Turn the lines below into a JSON list of strings, one string per line, leaving out any blank lines.

[SUPPLIED DATA]
::::::::::

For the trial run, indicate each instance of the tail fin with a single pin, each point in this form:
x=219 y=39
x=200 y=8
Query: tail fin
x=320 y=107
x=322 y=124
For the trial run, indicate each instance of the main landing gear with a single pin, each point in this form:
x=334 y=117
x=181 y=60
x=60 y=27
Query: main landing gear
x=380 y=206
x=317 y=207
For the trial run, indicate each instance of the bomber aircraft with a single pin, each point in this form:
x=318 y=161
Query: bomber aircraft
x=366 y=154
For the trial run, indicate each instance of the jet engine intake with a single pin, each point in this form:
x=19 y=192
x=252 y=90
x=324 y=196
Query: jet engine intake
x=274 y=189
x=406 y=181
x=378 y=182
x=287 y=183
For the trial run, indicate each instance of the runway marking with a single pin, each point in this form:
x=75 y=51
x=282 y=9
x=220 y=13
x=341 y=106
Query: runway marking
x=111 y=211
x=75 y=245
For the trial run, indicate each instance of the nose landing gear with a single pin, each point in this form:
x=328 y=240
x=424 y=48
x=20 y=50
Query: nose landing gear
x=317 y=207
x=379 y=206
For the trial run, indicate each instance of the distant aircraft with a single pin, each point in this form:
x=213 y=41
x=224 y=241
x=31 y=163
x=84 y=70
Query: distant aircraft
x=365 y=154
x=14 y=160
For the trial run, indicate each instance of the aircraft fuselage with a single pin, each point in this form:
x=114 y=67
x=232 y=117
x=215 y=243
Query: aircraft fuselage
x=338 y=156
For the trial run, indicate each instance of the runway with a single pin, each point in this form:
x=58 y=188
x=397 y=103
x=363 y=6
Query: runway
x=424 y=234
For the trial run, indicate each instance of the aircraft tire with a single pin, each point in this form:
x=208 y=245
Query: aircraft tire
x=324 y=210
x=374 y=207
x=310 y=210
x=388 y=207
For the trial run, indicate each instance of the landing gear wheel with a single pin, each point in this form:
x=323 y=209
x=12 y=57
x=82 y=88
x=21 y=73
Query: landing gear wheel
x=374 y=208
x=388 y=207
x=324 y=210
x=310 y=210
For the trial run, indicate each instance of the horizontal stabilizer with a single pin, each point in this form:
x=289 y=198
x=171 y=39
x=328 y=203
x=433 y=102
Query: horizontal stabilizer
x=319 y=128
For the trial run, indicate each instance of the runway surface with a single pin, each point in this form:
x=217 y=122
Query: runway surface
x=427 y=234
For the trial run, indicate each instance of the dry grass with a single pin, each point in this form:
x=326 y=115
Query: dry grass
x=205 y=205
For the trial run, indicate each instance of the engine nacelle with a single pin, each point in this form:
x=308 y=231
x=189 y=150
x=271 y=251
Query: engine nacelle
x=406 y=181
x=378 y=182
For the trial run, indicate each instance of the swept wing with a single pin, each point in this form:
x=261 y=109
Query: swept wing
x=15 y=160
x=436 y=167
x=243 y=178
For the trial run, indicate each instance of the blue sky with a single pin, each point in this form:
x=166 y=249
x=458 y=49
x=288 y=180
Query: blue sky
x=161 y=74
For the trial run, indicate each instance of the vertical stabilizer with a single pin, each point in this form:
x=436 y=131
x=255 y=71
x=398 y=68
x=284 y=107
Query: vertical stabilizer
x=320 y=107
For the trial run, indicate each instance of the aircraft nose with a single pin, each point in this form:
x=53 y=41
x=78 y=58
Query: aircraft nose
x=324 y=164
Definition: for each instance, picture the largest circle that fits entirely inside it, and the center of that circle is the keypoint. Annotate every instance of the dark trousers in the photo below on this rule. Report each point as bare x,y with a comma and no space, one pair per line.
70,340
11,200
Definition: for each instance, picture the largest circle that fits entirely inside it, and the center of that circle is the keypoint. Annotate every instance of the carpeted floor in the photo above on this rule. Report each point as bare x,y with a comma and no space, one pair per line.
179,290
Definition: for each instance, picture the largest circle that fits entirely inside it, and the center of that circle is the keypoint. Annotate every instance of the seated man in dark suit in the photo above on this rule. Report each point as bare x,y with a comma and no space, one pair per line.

::::::::::

[IN RESPONSE]
[
  "For the trial run, indicate each instance of the tail fin with a single pin, each point in this form:",
  "x=219 y=39",
  "x=200 y=8",
  "Query: tail fin",
  "x=320 y=107",
  "x=322 y=124",
  "For the trial run, indicate each instance of the main landing gear with a single pin, each point in this form:",
  "x=334 y=117",
  "x=181 y=60",
  "x=60 y=27",
  "Query: main landing gear",
  "x=380 y=206",
  "x=317 y=207",
  "For the trial run, indicate each instance of the bomber aircraft with a single pin, each point in this form:",
  "x=318 y=161",
  "Query: bomber aircraft",
  "x=366 y=154",
  "For the trial run, indicate each instance of the jet engine intake with a single pin, each point in this form:",
  "x=19 y=192",
  "x=252 y=90",
  "x=324 y=196",
  "Query: jet engine intake",
  "x=274 y=189",
  "x=406 y=181",
  "x=378 y=182",
  "x=287 y=183",
  "For the trial run, indicate each instance of the runway marking with a single pin, each point in this form:",
  "x=75 y=51",
  "x=282 y=9",
  "x=220 y=13",
  "x=341 y=106",
  "Query: runway marking",
  "x=111 y=211",
  "x=75 y=245",
  "For the trial run, indicate each instance of the nose landing gear with a single pin, each point in this form:",
  "x=328 y=240",
  "x=424 y=48",
  "x=20 y=50",
  "Query: nose landing gear",
  "x=317 y=207",
  "x=379 y=206",
  "For the trial run, indicate each instance of the distant aircraft with a single pin, each point in this form:",
  "x=213 y=41",
  "x=224 y=241",
  "x=31 y=163",
  "x=84 y=70",
  "Query: distant aircraft",
  "x=365 y=154",
  "x=14 y=160",
  "For the trial run, indicate each instance of the aircraft fuselage with a single pin, each point in this form:",
  "x=114 y=67",
  "x=232 y=117",
  "x=215 y=243",
  "Query: aircraft fuselage",
  "x=338 y=156",
  "For the trial run, indicate each instance of the runway with a single pin, each point in this form:",
  "x=58 y=188",
  "x=397 y=103",
  "x=363 y=6",
  "Query: runway",
  "x=424 y=234",
  "For the trial run, indicate each instance of the aircraft tire with a single pin, each point in this form:",
  "x=208 y=245",
  "Query: aircraft tire",
  "x=324 y=210",
  "x=374 y=207",
  "x=310 y=210",
  "x=388 y=207",
  "For the trial run, indicate each instance of the landing gear wheel with a single pin, each point in this form:",
  "x=323 y=209",
  "x=12 y=57",
  "x=82 y=88",
  "x=21 y=73",
  "Query: landing gear wheel",
  "x=374 y=208",
  "x=388 y=207",
  "x=324 y=210",
  "x=310 y=210",
  "For the trial run, indicate each instance of the horizontal stabilizer with a single pin, each point in this form:",
  "x=289 y=198",
  "x=171 y=39",
  "x=328 y=203",
  "x=433 y=102",
  "Query: horizontal stabilizer",
  "x=319 y=128",
  "For the trial run, indicate each instance of the runway surface with a single pin, each point in this form:",
  "x=217 y=122",
  "Query: runway surface",
  "x=427 y=234",
  "For the trial run, indicate each instance of the dry grass with a single pin, each point in this form:",
  "x=326 y=115",
  "Query: dry grass",
  "x=205 y=205",
  "For the trial run, indicate each instance of the engine nacelle with a single pin, each point in this form:",
  "x=308 y=231",
  "x=189 y=150",
  "x=271 y=251",
  "Query: engine nacelle",
  "x=406 y=181",
  "x=378 y=182",
  "For the trial run, indicate each instance of the swept wing with a single pin, each point in this form:",
  "x=261 y=109",
  "Query: swept wing",
  "x=15 y=160",
  "x=436 y=167",
  "x=243 y=178",
  "For the trial run, indicate each instance of the blue sky with a single pin, each point in this form:",
  "x=166 y=249",
  "x=458 y=49",
  "x=288 y=180",
  "Query: blue sky",
  "x=161 y=74",
  "For the trial run, indicate each instance of the vertical stabilizer with a single pin, each point in this form:",
  "x=436 y=131",
  "x=255 y=71",
  "x=398 y=68",
  "x=284 y=107",
  "Query: vertical stabilizer",
  "x=320 y=107",
  "For the trial run, indicate each instance of the aircraft nose with a single pin, each point in this form:",
  "x=53 y=41",
  "x=78 y=58",
  "Query: aircraft nose",
  "x=324 y=164",
  "Definition: for each instance, picture the largest circle that fits entirely inside it, and the center of that circle is the keypoint. Annotate every instance of the dark trousers in the photo below on this rule. Report each point as bare x,y with a comma and no space, one pair per line.",
  "70,340",
  "11,200",
  "Definition: for each instance, picture the largest circle that fits entirely inside it, and the center of that circle is the keypoint. Annotate every instance of the carpeted floor in the photo above on this rule. Report each point as bare x,y with a comma and no space, one pair per line.",
  "179,290",
  "Definition: for each instance, picture the largest circle that fits entirely inside it, and the center of that circle is the keypoint. Annotate every instance of the seated man in dark suit in the photo above on this rule. Report each point as bare x,y with a comma and no space, one pair per line."
]